* What you have to do: Find the line with "Write the exact, pixel-accurate" in the entries below, then reproduce it and every line after it down to and including the line with "positive clicks: (560, 254)", exactly.

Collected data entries

————————

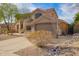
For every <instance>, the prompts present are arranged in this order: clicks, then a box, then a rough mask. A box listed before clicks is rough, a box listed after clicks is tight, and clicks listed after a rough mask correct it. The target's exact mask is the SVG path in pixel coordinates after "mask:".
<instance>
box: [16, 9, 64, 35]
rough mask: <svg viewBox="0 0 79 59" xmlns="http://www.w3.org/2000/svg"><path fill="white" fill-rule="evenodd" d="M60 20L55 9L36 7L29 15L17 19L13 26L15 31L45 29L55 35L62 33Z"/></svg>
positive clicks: (20, 31)
mask: <svg viewBox="0 0 79 59" xmlns="http://www.w3.org/2000/svg"><path fill="white" fill-rule="evenodd" d="M60 22H61V21H60V20H59V19H58V16H57V14H56V11H55V9H53V8H50V9H47V10H42V9H39V8H38V9H36V10H34V11H33V12H32V13H31V16H30V17H27V18H23V20H20V21H18V22H17V23H16V26H15V27H16V31H17V32H20V33H21V32H27V31H38V30H47V31H51V32H52V33H53V34H54V35H57V34H62V30H61V29H62V28H60V25H59V23H60ZM62 23H63V22H62ZM61 27H62V26H61Z"/></svg>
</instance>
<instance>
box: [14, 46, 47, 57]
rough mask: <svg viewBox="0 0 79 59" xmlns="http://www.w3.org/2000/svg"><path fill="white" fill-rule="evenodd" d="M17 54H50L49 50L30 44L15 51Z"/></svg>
mask: <svg viewBox="0 0 79 59" xmlns="http://www.w3.org/2000/svg"><path fill="white" fill-rule="evenodd" d="M15 54H18V55H20V56H45V55H47V54H48V52H47V51H45V50H43V49H41V48H39V47H37V46H30V47H27V48H24V49H22V50H20V51H17V52H15Z"/></svg>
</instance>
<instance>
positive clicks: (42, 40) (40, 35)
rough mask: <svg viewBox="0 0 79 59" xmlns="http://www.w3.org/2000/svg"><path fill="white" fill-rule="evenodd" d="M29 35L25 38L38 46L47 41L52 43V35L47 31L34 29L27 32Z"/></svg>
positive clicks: (42, 43) (46, 41)
mask: <svg viewBox="0 0 79 59" xmlns="http://www.w3.org/2000/svg"><path fill="white" fill-rule="evenodd" d="M28 34H29V35H28V36H27V38H28V39H29V41H30V42H32V43H33V44H36V45H38V46H44V45H46V44H48V43H52V41H53V35H52V33H51V32H49V31H43V30H42V31H35V32H30V33H28Z"/></svg>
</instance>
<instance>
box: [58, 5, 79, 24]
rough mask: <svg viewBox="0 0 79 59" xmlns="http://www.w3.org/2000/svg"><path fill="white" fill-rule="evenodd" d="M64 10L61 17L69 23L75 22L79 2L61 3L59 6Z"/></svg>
mask: <svg viewBox="0 0 79 59" xmlns="http://www.w3.org/2000/svg"><path fill="white" fill-rule="evenodd" d="M59 9H60V10H61V11H62V12H61V15H59V18H61V19H63V20H65V21H66V22H68V23H72V22H74V16H75V14H76V13H77V12H79V4H61V5H60V8H59Z"/></svg>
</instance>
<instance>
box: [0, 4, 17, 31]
mask: <svg viewBox="0 0 79 59" xmlns="http://www.w3.org/2000/svg"><path fill="white" fill-rule="evenodd" d="M17 12H18V9H17V6H16V5H14V4H11V3H2V4H0V21H4V23H5V24H6V27H7V30H8V31H10V27H9V24H12V23H13V21H14V20H15V15H16V13H17Z"/></svg>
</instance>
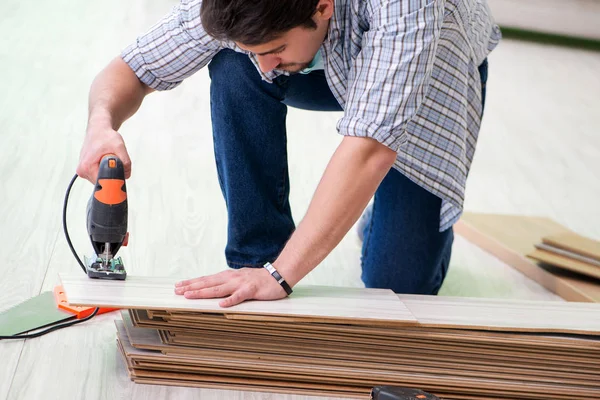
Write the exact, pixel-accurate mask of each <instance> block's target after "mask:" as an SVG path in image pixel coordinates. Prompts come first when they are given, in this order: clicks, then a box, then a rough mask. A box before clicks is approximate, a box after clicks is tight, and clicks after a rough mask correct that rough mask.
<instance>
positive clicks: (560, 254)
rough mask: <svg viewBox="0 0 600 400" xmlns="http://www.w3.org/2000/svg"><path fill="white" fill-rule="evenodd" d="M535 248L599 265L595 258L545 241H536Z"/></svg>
mask: <svg viewBox="0 0 600 400" xmlns="http://www.w3.org/2000/svg"><path fill="white" fill-rule="evenodd" d="M535 248H536V249H540V250H545V251H548V252H550V253H552V254H557V255H560V256H564V257H568V258H569V259H571V260H577V261H581V262H584V263H587V264H590V265H595V266H596V267H600V261H598V260H596V259H595V258H591V257H586V256H582V255H581V254H578V253H575V252H572V251H569V250H566V249H561V248H559V247H555V246H552V245H549V244H546V243H538V244H536V245H535Z"/></svg>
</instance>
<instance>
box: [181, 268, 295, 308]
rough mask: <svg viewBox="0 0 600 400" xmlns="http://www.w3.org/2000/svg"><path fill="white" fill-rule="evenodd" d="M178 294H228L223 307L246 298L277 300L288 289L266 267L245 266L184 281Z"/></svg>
mask: <svg viewBox="0 0 600 400" xmlns="http://www.w3.org/2000/svg"><path fill="white" fill-rule="evenodd" d="M175 294H178V295H183V296H185V297H186V298H188V299H214V298H222V297H225V299H223V300H222V301H220V302H219V306H221V307H231V306H234V305H236V304H239V303H241V302H243V301H245V300H277V299H282V298H284V297H286V296H287V294H286V292H285V290H284V289H283V288H282V287H281V285H279V283H277V281H276V280H275V279H273V277H272V276H271V274H269V271H267V270H266V269H264V268H242V269H238V270H227V271H223V272H219V273H218V274H214V275H209V276H203V277H200V278H195V279H190V280H185V281H181V282H178V283H176V284H175Z"/></svg>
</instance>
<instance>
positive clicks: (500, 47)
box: [0, 0, 600, 400]
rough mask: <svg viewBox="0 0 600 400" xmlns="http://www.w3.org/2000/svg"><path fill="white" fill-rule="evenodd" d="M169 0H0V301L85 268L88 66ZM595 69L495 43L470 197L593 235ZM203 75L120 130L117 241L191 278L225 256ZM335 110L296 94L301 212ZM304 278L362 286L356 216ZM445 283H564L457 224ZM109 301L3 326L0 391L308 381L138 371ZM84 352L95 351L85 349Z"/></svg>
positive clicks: (124, 42)
mask: <svg viewBox="0 0 600 400" xmlns="http://www.w3.org/2000/svg"><path fill="white" fill-rule="evenodd" d="M175 3H176V1H175V0H152V1H146V0H134V1H130V2H126V3H124V2H122V1H118V0H107V1H103V2H97V1H96V2H94V1H91V2H79V3H77V4H74V3H73V2H70V1H67V0H54V1H48V0H46V1H37V0H35V1H34V0H19V1H17V0H3V1H2V2H0V15H1V16H2V17H1V18H0V49H1V50H0V60H1V61H2V63H1V65H2V67H0V70H1V72H2V78H3V84H2V94H0V126H1V127H2V135H1V137H2V139H1V143H2V144H1V145H0V176H1V178H0V199H1V201H2V207H1V208H0V254H2V255H3V264H4V265H3V269H2V271H3V272H2V276H1V277H0V309H4V308H8V307H10V306H12V305H14V304H17V303H18V302H20V301H23V300H25V299H27V298H28V297H30V296H33V295H35V294H38V293H39V292H40V291H41V290H48V289H51V288H52V287H53V286H54V285H56V284H58V282H59V280H58V274H59V272H63V273H78V272H79V270H78V268H79V267H78V266H77V264H76V263H75V262H74V261H73V258H72V255H71V254H70V252H69V249H68V247H67V244H66V241H65V240H64V238H63V236H62V231H61V227H60V213H61V211H62V210H61V208H62V200H63V195H64V190H65V189H66V186H67V184H68V181H69V179H70V178H71V176H72V174H73V173H74V170H75V166H76V162H77V159H78V154H79V148H80V145H81V140H82V137H83V134H84V130H85V121H86V109H87V104H86V102H87V93H88V88H89V85H90V82H91V80H92V79H93V77H94V76H95V74H96V73H97V72H98V71H99V70H100V69H101V68H102V67H103V66H104V65H105V64H106V63H107V62H108V60H109V59H110V58H111V57H113V56H114V55H116V54H117V52H118V51H119V49H120V48H121V47H123V46H125V45H126V44H127V43H129V42H130V41H131V40H132V39H133V38H134V37H135V35H136V34H137V33H139V32H142V31H144V30H146V29H147V28H148V27H149V26H150V25H151V24H152V23H154V22H155V20H156V19H157V18H158V17H159V16H161V15H162V14H163V13H165V12H166V11H167V10H168V9H169V8H170V7H171V6H172V5H173V4H175ZM598 70H600V54H598V53H593V52H589V51H583V50H573V49H564V48H559V47H553V46H543V45H539V44H530V43H523V42H515V41H509V40H506V41H504V42H502V43H501V45H500V46H499V47H498V48H497V50H496V51H495V52H494V54H492V56H490V78H489V82H488V99H487V102H486V111H485V112H486V116H485V118H484V123H483V126H482V132H481V135H480V142H479V146H478V150H477V153H476V157H475V160H474V163H473V168H472V170H471V174H470V176H469V185H468V187H467V198H466V204H465V207H466V209H468V210H472V211H480V212H494V213H520V214H524V215H542V216H547V217H550V218H553V219H555V220H556V221H557V222H559V223H561V224H564V225H565V226H567V227H569V228H570V229H573V230H574V231H576V232H578V233H580V234H583V235H588V236H590V237H592V238H595V239H599V238H600V216H599V214H598V208H597V204H596V203H597V198H598V193H600V161H599V160H600V136H598V135H597V133H598V132H597V110H598V109H599V107H600V100H599V98H598V96H597V93H599V92H600V77H599V76H598V74H597V71H598ZM208 86H209V80H208V76H207V74H206V71H202V72H200V73H198V74H197V75H196V76H194V77H193V78H191V79H190V80H189V81H188V82H186V83H185V84H184V85H182V86H181V87H180V88H178V89H177V90H175V91H173V92H170V93H163V94H160V95H153V96H150V97H149V98H148V100H147V101H146V102H145V103H144V105H143V106H142V109H141V110H140V112H139V114H138V115H137V116H136V117H134V118H133V119H132V120H131V121H130V122H128V123H126V124H125V125H124V127H123V129H122V130H121V131H122V133H123V134H124V136H125V140H126V143H127V145H128V148H129V151H130V154H131V156H132V158H133V162H134V164H133V175H132V179H131V180H130V181H129V182H128V188H129V192H130V210H131V211H130V212H131V214H130V231H131V240H130V246H129V247H128V248H126V249H125V250H124V251H123V253H122V256H123V258H124V260H125V262H126V267H127V269H128V271H129V272H130V273H132V274H134V275H142V276H189V277H195V276H198V275H203V274H207V273H212V272H218V271H220V270H222V269H224V268H225V265H224V261H223V248H224V244H225V231H226V226H225V221H226V215H225V208H224V203H223V200H222V197H221V194H220V191H219V185H218V181H217V178H216V172H215V167H214V159H213V154H212V139H211V127H210V118H209V99H208V96H207V93H208ZM340 115H341V114H340V113H309V112H303V111H297V110H290V113H289V117H288V127H289V140H288V143H289V149H290V152H289V153H290V154H289V160H290V174H291V177H290V179H291V183H292V191H291V204H292V209H293V213H294V217H295V218H296V220H299V219H300V218H301V217H302V215H303V213H304V212H305V210H306V207H307V205H308V202H309V200H310V197H311V196H312V192H313V190H314V188H315V187H316V185H317V183H318V180H319V178H320V174H321V172H322V170H323V168H324V167H325V165H326V163H327V161H328V157H329V156H330V155H331V154H332V153H333V151H334V150H335V146H336V145H337V143H339V141H340V138H339V136H338V135H337V134H336V133H335V124H336V122H337V120H338V118H339V117H340ZM317 143H318V146H316V144H317ZM159 161H161V162H159ZM90 194H91V185H90V184H88V183H85V182H81V181H78V182H76V184H75V187H74V188H73V194H72V198H71V208H70V213H69V227H70V230H71V232H72V238H73V242H74V244H75V246H76V248H77V250H78V253H79V254H83V253H84V252H85V253H89V252H90V246H89V243H88V241H87V238H86V234H85V219H84V215H85V205H86V202H87V199H88V197H89V196H90ZM574 204H576V206H574ZM303 282H305V283H307V284H326V285H337V286H349V287H360V286H362V284H361V280H360V246H359V244H357V242H356V236H355V235H354V232H351V233H350V234H349V235H348V236H347V237H346V238H344V240H343V241H342V242H341V243H340V245H339V246H338V248H337V249H336V250H335V251H334V252H333V253H332V254H331V255H330V256H329V257H328V258H327V259H326V260H325V261H324V262H323V263H322V265H321V266H319V268H317V269H315V270H314V271H313V272H312V273H311V274H310V275H309V276H308V277H307V278H306V279H305V280H304V281H303ZM441 294H443V295H451V296H454V295H460V296H474V297H494V298H517V299H550V300H555V299H556V296H554V295H553V294H552V293H549V292H548V291H547V290H545V289H544V288H543V287H541V286H540V285H538V284H537V283H535V282H533V281H531V280H529V279H527V278H525V277H524V276H523V275H521V274H520V273H518V272H517V271H514V270H513V269H512V268H510V267H508V266H507V265H505V264H503V263H501V262H500V261H498V260H497V259H496V258H494V257H492V256H490V255H488V254H487V253H485V252H483V251H481V250H480V249H478V248H477V247H476V246H474V245H471V244H470V243H468V242H467V241H466V240H464V239H462V238H460V237H458V236H457V237H456V239H455V243H454V247H453V256H452V261H451V266H450V271H449V275H448V278H447V280H446V282H445V283H444V286H443V287H442V290H441ZM114 318H116V316H115V315H113V314H108V315H104V316H100V317H99V318H98V319H97V320H96V321H94V322H93V323H91V324H86V325H82V326H79V327H74V328H73V329H68V330H64V331H61V332H60V333H59V332H55V333H52V334H50V335H48V336H47V337H44V338H39V339H36V340H31V341H27V342H25V343H22V342H18V343H5V342H2V343H0V356H1V359H2V363H0V377H1V379H0V399H3V398H9V399H11V400H12V399H19V400H20V399H30V398H38V397H40V396H41V395H42V394H45V395H47V394H48V393H53V394H54V396H55V397H56V398H83V397H85V398H90V399H104V398H115V397H116V398H128V399H129V398H131V399H144V400H145V399H148V398H152V399H167V398H178V399H179V398H181V399H186V398H197V397H198V396H201V397H202V398H203V399H208V400H212V399H234V400H248V399H257V400H258V399H260V400H270V399H274V398H277V399H289V400H291V399H294V400H297V399H304V398H305V397H302V396H283V395H269V394H264V393H263V394H260V393H259V394H256V393H242V392H234V391H219V390H212V389H202V390H199V389H194V388H176V387H162V386H156V385H134V384H133V383H132V382H130V381H129V380H128V379H127V378H126V371H125V369H124V367H122V366H121V363H120V361H119V360H118V357H119V355H118V350H117V348H116V344H115V332H114V324H113V320H114ZM84 344H86V345H85V346H84ZM21 350H23V351H22V352H21ZM40 353H42V354H44V357H43V358H41V357H40V356H39V354H40ZM83 357H89V361H87V362H86V363H85V364H84V365H82V362H81V360H82V359H84V358H83ZM57 366H60V368H57ZM59 369H60V371H61V372H60V373H59V372H58V370H59ZM15 371H16V375H15ZM92 374H94V375H92ZM13 377H14V380H13ZM92 377H93V379H92ZM11 382H12V386H11ZM49 390H53V392H49Z"/></svg>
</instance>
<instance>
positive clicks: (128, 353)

————————

* Written response:
Write the exact, pixel-accurate mask of each <instance> block's target after "mask:" as an SVG path in image pixel coordinates. Prompts come first when they are given, in this order: clicks, then a box, then a rough mask. A box before clicks is approximate, a box after clicks is tight, and clicks after a rough mask correct that rough mask.
<instance>
positive clicks: (560, 254)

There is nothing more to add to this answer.